• WHAT TO DO: Starting at the line that holds "Locate the penguin foot", copy every line exactly through the end of the data, and no others.

* * *

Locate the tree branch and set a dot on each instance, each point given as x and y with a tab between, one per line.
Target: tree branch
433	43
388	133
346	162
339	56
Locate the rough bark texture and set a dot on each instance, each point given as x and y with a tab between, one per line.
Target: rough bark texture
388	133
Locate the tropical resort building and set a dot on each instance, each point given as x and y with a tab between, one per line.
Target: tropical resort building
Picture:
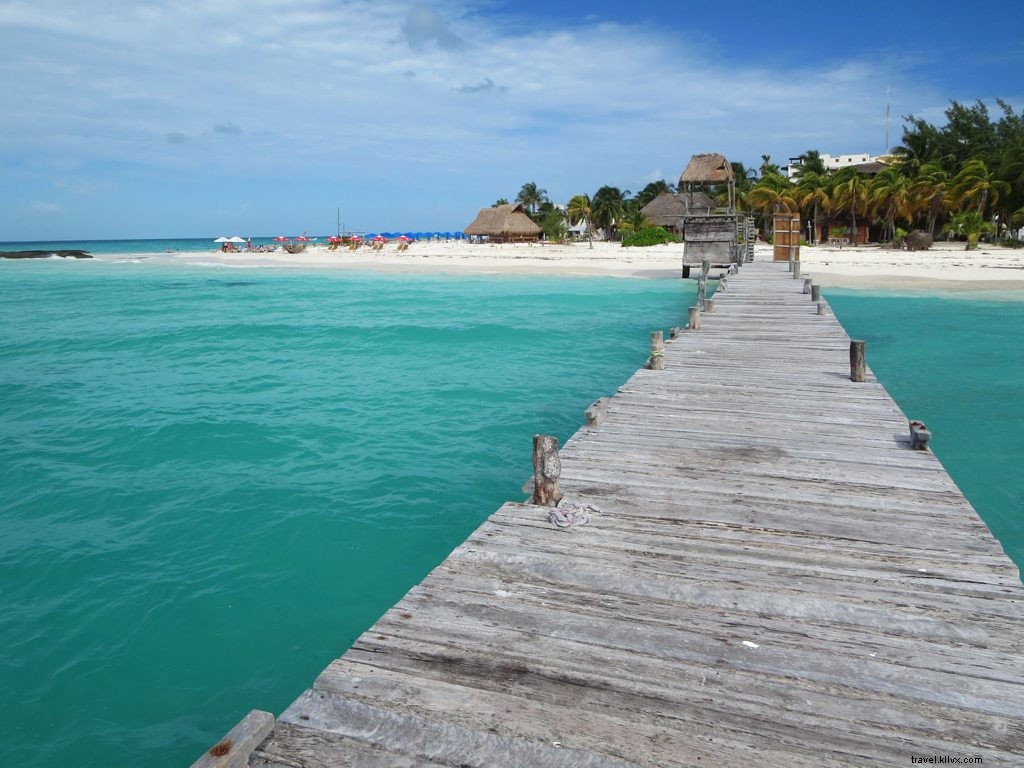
505	223
669	209
863	161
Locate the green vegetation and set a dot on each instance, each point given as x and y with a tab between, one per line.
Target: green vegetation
649	236
974	163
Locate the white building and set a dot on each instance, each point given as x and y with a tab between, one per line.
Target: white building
832	164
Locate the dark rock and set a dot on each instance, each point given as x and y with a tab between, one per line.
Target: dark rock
919	241
44	254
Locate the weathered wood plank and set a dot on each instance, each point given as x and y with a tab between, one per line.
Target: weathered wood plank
773	578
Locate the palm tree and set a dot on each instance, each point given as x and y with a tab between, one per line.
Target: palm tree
929	193
813	190
634	219
971	225
606	207
976	183
850	192
579	210
531	196
889	197
772	195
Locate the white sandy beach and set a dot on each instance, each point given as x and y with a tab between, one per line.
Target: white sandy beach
946	266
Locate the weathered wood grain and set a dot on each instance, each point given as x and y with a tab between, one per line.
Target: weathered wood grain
773	578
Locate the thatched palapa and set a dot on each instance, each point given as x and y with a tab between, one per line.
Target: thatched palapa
507	223
707	169
668	209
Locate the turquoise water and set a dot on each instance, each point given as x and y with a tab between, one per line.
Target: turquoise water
213	479
956	364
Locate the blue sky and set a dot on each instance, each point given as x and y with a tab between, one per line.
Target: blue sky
263	117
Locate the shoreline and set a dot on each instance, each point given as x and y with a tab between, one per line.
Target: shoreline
946	266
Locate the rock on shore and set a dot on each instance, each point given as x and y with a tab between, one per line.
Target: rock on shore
44	254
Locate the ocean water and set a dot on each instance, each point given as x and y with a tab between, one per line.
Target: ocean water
956	363
214	479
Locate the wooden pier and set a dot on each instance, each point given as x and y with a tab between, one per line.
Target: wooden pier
774	578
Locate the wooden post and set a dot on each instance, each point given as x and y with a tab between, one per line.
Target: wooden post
920	435
694	324
702	283
656	359
547	469
597	411
857	366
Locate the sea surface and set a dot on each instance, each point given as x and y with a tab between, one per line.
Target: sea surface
213	479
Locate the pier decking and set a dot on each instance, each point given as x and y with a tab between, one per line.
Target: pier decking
775	579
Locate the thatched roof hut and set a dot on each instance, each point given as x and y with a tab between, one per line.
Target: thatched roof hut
711	168
507	223
707	169
668	209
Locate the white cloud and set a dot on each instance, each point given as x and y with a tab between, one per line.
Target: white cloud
433	96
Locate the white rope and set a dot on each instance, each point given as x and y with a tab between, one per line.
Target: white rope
569	515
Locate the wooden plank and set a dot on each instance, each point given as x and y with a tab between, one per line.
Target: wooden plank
772	578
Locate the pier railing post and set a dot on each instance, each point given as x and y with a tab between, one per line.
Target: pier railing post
656	359
694	318
857	365
547	469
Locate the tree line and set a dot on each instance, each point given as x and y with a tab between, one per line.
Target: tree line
965	178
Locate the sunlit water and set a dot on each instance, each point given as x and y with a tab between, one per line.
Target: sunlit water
213	480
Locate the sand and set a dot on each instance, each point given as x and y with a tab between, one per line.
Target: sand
945	266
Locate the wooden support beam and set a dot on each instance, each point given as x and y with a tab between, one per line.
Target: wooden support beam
857	364
547	470
656	359
920	435
597	411
236	748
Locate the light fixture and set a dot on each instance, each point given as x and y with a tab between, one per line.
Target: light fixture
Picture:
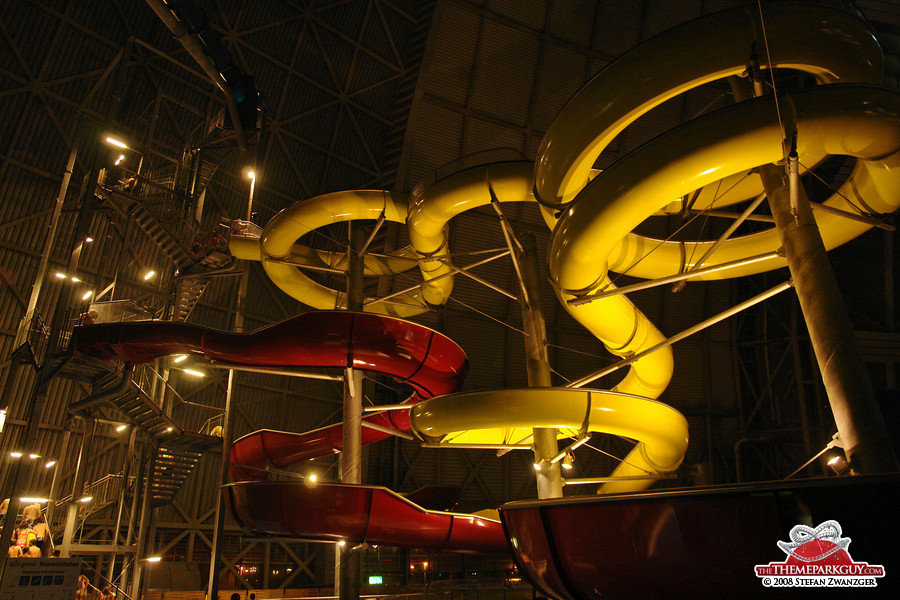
839	464
116	142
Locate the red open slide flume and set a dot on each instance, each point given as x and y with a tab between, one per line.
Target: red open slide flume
426	360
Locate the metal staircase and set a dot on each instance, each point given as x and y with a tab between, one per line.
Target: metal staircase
403	105
172	465
190	286
167	236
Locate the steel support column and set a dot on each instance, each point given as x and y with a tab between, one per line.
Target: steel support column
856	413
347	581
537	362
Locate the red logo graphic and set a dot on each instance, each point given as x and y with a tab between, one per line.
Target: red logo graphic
818	558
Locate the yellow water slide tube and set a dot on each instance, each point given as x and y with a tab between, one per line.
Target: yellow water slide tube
593	221
283	256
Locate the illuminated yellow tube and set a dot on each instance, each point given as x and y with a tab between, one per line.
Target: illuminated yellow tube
279	251
661	431
827	42
855	120
430	213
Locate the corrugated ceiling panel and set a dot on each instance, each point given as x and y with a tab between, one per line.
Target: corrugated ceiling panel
562	73
437	138
573	20
449	74
660	16
529	14
503	83
481	135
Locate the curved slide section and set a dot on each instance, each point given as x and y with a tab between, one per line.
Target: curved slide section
660	430
356	514
425	359
593	219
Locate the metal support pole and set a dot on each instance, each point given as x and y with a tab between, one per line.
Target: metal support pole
120	508
132	516
680	336
215	563
537	362
77	488
55	482
347	581
141	554
856	413
51	234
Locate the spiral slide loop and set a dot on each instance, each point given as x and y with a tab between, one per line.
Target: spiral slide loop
593	221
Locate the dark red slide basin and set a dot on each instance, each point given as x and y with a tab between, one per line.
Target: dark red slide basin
700	542
356	514
428	361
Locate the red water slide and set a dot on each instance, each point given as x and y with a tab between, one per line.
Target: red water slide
428	361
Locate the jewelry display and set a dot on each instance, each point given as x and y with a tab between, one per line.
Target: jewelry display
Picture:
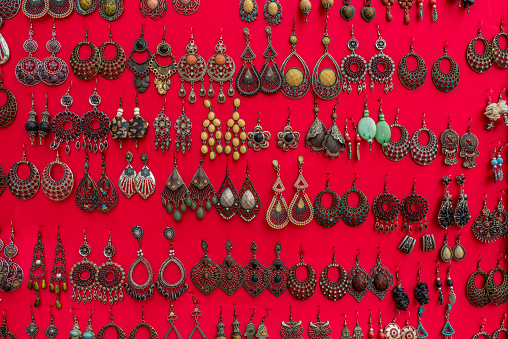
175	194
221	68
206	275
445	82
334	290
302	290
256	275
480	63
141	70
270	74
232	273
248	81
162	74
278	274
423	155
326	83
24	189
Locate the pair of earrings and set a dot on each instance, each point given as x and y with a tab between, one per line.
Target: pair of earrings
300	210
51	70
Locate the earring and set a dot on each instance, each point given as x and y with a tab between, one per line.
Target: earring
354	216
220	68
206	275
386	209
469	148
302	290
111	69
296	82
334	290
445	82
57	190
424	155
232	273
248	82
140	69
175	195
24	189
480	63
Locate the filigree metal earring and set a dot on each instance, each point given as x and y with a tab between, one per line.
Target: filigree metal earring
24	189
353	76
140	69
206	275
175	194
326	83
220	68
302	290
424	155
248	81
296	82
232	273
192	68
171	290
445	82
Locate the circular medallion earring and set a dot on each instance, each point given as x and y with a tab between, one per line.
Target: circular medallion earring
445	82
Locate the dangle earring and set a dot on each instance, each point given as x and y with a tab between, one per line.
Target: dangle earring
302	290
409	78
206	275
140	69
24	189
270	74
221	68
171	290
162	74
232	273
300	209
192	68
296	82
480	63
424	155
248	82
445	82
469	147
175	195
449	144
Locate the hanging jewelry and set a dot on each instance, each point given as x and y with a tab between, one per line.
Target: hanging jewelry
296	82
58	273
469	147
111	69
354	216
327	217
141	70
334	290
480	63
171	290
302	290
221	68
27	69
386	209
445	82
288	139
206	275
24	189
424	155
353	76
232	273
248	82
270	74
57	190
87	192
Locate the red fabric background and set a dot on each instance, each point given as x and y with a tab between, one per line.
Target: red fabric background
466	101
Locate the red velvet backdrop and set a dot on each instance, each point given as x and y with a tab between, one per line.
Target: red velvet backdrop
468	100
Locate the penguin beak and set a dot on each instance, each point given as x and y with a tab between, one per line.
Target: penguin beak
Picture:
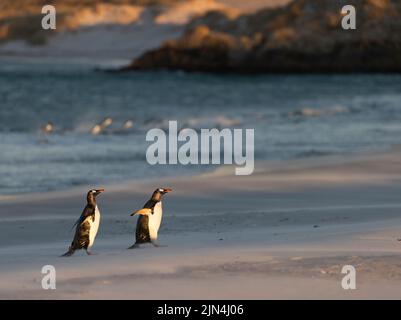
143	212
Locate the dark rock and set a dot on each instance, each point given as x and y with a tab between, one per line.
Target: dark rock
303	37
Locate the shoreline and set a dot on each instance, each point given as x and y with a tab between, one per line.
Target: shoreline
278	233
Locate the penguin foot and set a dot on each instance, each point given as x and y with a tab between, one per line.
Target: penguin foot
69	253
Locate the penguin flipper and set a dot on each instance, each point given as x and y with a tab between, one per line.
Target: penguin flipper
134	246
69	253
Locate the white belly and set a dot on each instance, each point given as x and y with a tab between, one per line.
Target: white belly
94	227
155	220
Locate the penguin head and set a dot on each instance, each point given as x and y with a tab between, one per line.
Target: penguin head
163	191
92	194
159	192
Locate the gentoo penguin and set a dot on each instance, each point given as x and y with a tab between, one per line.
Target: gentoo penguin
87	225
150	218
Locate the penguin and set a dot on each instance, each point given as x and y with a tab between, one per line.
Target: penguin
47	128
150	217
87	225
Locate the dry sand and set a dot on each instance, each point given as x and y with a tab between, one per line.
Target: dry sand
284	232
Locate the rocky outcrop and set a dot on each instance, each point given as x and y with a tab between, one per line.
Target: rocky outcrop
303	37
21	19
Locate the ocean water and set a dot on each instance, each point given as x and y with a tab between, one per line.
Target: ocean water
293	117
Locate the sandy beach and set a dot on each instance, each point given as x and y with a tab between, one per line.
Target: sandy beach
284	232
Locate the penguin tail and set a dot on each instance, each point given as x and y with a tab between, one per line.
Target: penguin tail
69	253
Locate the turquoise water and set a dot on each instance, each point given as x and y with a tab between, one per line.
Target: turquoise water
293	117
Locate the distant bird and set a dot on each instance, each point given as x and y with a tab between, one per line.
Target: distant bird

* * *

• TASK ANSWER:
Locate the penguin foot and set a dot on each instance, each point given as x and y with a tab between, one per line.
Target: penguin foot
69	253
Locate the penguin flipper and set a dot on each instance, each point given as x and y with a tab between, one per line.
Target: penguin flipper
134	246
69	253
Locate the white belly and set a dot on each instance, each point given as x and y with a tab between, one per line.
Target: white belly
94	227
155	220
Locate the penguin head and set a dot on each instance, each point given as x and y with a tab between, one per line.
Target: penguin head
163	191
92	194
159	192
Locate the gentoo penguin and set a dot on each instance, each point given as x and y with a tab between, one per line.
Target: gentoo penguin
87	225
150	218
Locate the penguin and set a dot on each instance, each point given as x and y with a tab between, one per line.
Target: penguin
47	128
150	217
87	225
Locate the dry sand and set a dot on each instance, each point given as x and y with a tab between, one per line.
Target: dry sand
284	232
Locate the rocky outcrop and set a dot on each instance, each point given as x and y with a tab between, one per line.
Target: rocky outcrop
303	37
21	19
Locate the ocean water and set a dot on each instance, each point given as x and y with a tab between, one per line.
Target: ocean water
293	117
Locate the sandy beach and set a dot on each instance, each point given as x and y with a tab between, one per line.
Target: sandy beach
284	232
Locate the penguin tail and set a dot on each instance, each point given as x and y with a tab between, one per line.
Target: penguin tail
69	253
Locate the turquoise water and set a dot on each instance, each point given as x and y with a tab between, one per line.
Target: turquoise water
293	117
Locate the distant bird and set a dot on each instance, each point given as x and y with a tab between, one per line.
Target: distant bird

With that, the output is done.